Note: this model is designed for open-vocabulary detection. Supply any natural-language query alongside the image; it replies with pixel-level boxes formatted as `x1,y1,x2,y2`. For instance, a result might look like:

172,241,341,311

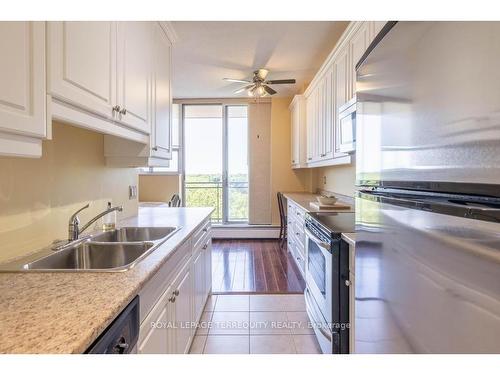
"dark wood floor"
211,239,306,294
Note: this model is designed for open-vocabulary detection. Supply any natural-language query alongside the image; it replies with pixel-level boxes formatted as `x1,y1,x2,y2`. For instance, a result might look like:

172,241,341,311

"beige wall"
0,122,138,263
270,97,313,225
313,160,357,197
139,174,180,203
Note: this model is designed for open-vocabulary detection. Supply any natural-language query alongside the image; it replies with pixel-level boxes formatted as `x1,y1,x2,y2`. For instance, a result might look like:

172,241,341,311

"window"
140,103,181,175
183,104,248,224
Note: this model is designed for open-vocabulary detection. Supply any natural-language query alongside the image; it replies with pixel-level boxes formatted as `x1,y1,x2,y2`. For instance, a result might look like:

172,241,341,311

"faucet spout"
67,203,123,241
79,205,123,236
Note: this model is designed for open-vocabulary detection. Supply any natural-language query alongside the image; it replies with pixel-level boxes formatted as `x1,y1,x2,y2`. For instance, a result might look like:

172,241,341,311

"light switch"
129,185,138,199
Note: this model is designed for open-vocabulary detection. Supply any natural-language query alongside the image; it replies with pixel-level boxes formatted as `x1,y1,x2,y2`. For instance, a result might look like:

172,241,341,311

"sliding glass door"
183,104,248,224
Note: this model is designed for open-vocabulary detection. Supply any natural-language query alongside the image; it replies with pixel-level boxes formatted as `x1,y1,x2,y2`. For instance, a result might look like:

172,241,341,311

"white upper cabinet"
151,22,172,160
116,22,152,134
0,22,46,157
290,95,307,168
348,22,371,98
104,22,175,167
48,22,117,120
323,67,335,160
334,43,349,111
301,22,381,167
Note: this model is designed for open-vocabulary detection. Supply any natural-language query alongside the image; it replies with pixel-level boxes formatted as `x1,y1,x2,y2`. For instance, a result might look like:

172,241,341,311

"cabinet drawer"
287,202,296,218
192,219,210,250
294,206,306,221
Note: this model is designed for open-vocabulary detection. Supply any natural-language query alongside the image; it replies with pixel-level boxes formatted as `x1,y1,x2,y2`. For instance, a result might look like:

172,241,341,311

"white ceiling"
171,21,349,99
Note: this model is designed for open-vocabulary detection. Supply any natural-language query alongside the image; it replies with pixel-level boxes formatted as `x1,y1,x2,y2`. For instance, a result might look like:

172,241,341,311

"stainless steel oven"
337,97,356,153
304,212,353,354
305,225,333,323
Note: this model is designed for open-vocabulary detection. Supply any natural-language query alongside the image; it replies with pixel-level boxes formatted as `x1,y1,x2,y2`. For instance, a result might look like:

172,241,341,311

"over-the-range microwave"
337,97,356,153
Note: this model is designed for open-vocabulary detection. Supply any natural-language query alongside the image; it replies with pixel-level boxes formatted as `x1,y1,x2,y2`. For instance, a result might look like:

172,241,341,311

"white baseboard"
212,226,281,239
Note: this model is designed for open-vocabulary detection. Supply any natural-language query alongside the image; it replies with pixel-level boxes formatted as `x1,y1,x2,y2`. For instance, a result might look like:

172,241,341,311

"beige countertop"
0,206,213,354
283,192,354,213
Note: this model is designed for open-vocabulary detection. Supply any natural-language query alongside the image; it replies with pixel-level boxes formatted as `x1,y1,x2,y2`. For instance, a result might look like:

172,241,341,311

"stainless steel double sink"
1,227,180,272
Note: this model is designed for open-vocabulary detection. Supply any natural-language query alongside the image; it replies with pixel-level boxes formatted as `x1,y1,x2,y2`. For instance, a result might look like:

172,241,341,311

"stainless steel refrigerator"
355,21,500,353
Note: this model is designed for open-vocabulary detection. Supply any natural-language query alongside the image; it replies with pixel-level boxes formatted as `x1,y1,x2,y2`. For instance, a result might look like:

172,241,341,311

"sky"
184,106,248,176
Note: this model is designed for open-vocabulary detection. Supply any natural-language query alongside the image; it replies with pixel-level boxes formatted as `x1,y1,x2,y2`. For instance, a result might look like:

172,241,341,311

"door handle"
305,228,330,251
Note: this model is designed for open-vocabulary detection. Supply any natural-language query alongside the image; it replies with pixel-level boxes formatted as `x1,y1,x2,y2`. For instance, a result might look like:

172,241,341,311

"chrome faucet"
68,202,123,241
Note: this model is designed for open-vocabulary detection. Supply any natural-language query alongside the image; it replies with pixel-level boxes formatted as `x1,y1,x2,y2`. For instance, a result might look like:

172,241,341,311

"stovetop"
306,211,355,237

+---+

• [Prompt]:
Repeat the records word for word and drop any pictures.

• [Written answer]:
Note: this model is designed for open-vocabulary detection. Supply any natural-language query alongside the image; it replies with pixel-level boxes formatted as `x1,y1,x2,y2`. For instance, a result might look like:

172,241,341,311

"dark wood floor"
211,239,306,294
Note: this model is designed for open-vocabulary detection. Supply any natural-language query alongside the image; it replies with pixel-level boxes formatted as `x1,y1,x2,y2`. For instance, a result might look like:

172,241,341,311

"beige wall"
0,122,138,263
270,97,313,225
313,160,357,197
139,174,180,203
Note: this model is designed for open-vocabulary detection. Supply any natural-language query alongside the image; it replies with pixel-level boxes formatted as `x1,y1,x2,y2`. For instance, a result might look like:

172,241,341,311

"window"
140,103,181,175
183,104,248,224
Note: this model is designed for open-vocabulary detection. Supply any natural-language query alongside the image; it replies with pixel-level boxes formatted as `x1,y1,x2,y2`. For instance, a result might look like:

172,241,341,311

"faucet spout"
67,203,123,241
79,205,123,236
Note: this model is designed for open-vocabulary detection. Supply any natural-language query alongside the image; it replies with pixel-level boxes formatted as `x1,y1,x2,y2`. For instance, a result might look like:

172,241,341,311

"light switch"
129,185,138,199
Note: this model is designed for open-vocabulary detection. Supply any natural-language query alongside the image; it replies with pixel-level boxes formatted as `x1,y1,x2,y2`. For instance, a result might look like:

172,241,341,311

"sliding glass door"
183,104,248,224
Note: this model is designed for open-vocabulary detection. Supply any natural-language query alongside the image; it replies with pixel-level boxes formatted as `x1,y1,x2,y2`. For instance, a result might look like:

172,241,341,311

"white upper cabinet"
151,22,172,160
116,22,152,134
0,22,46,157
290,95,307,168
348,22,371,98
104,22,175,167
48,22,117,120
323,67,335,160
334,43,349,111
301,22,381,167
Note: this model is designed for open-vocabulary detection. Supply any natural-language query alongside the image; it replies with pixel-level boxes formatted as `x1,y1,x2,y2`. For instance, a result might look like:

172,241,341,311

"cabinet drawer"
287,202,296,218
192,219,210,250
294,206,306,221
Note: this model is designed for open-vocabulary detection. Supply any natural-language query alongside the image; it replies with pixel-level boxes formatted as `x1,y1,x2,y2`. For instance, a result might look like:

172,241,341,311

"white ceiling"
171,21,349,99
Note: this model is designed for open-vocabulary detection. Supply any natural-language query alongside the image; it replies with pixel-level boxes formatted as `x1,y1,x2,y2`. For instance, a result might look like:

172,241,341,311

"stainless steel oven"
337,97,356,153
304,212,353,354
305,225,333,323
Note: this model is designed for open-vocabulary detection. Supply any natural-language query alongside the image; it replies with pixel-level boxes formatted as `x1,y1,x2,y2`. For instance, a result might look like:

172,241,341,311

"over-the-range microwave"
337,97,356,153
Note: this model is designed for open-vocabulary detection. Supply any natural-language query alongside the image; it replies with pixel-level boxes formatted as `x1,y1,x2,y2`. For instance, a result might look like:

172,241,341,311

"white baseboard"
212,226,281,239
Note: this model is designed for open-vocabulary detection. Supply any natural-language query alongside the image; it replies with pixel-level boxes formatted as `x1,y1,x2,y2`. For instance, a result might look like:

172,241,341,311

"beige countertop"
0,206,213,354
283,192,354,213
Note: this model is designed for open-vocabulary detection. Supply any natural-language query alongside the image; it replies with pixel-level boxes formatted as `x1,y1,x2,y2`. For instance, a result might look like:

172,241,341,311

"stainless steel double sink"
1,227,180,272
Note: this model is designed for open-vocabulary detection. Supply any natural-language query alongside the image; it replies with pixel-level boxes formatted as `x1,y1,x2,y2`. For instance, a result might look like:

172,241,341,311

"stainless steel refrigerator"
355,21,500,353
Note: this model is designed for open-vocabulary detection. Supply any natural-language query alongside the image; it replies with pixel-level boxes formatted as `x1,y1,x2,y2`. For instance, a result might look like:

172,241,341,311

"sky"
184,106,248,176
Note: this model is designed for open-vocabulary detection. Supply any natural-language query alongside the image; it replies with pixel-level boxes formatted as `x1,y1,x2,y2`. For instance, a result might look like:

172,241,341,311

"door handle"
305,228,330,251
Note: this model is designed for open-vocabulary detection. Supply any natural-language query alongside the image; it replies with pixel-level boxes formatted as `x1,y1,x2,y2`. For instance, a result might look like:

172,241,341,311

"chrome faucet"
68,202,123,241
Note: this model is designed for open-vocabulary detection. Supply any natural-language query alongside the image; it replies with pixel-level boxes formatted as `x1,y1,x2,y2`. For instance, a result might look like:

172,241,341,311

"stovetop"
306,211,355,237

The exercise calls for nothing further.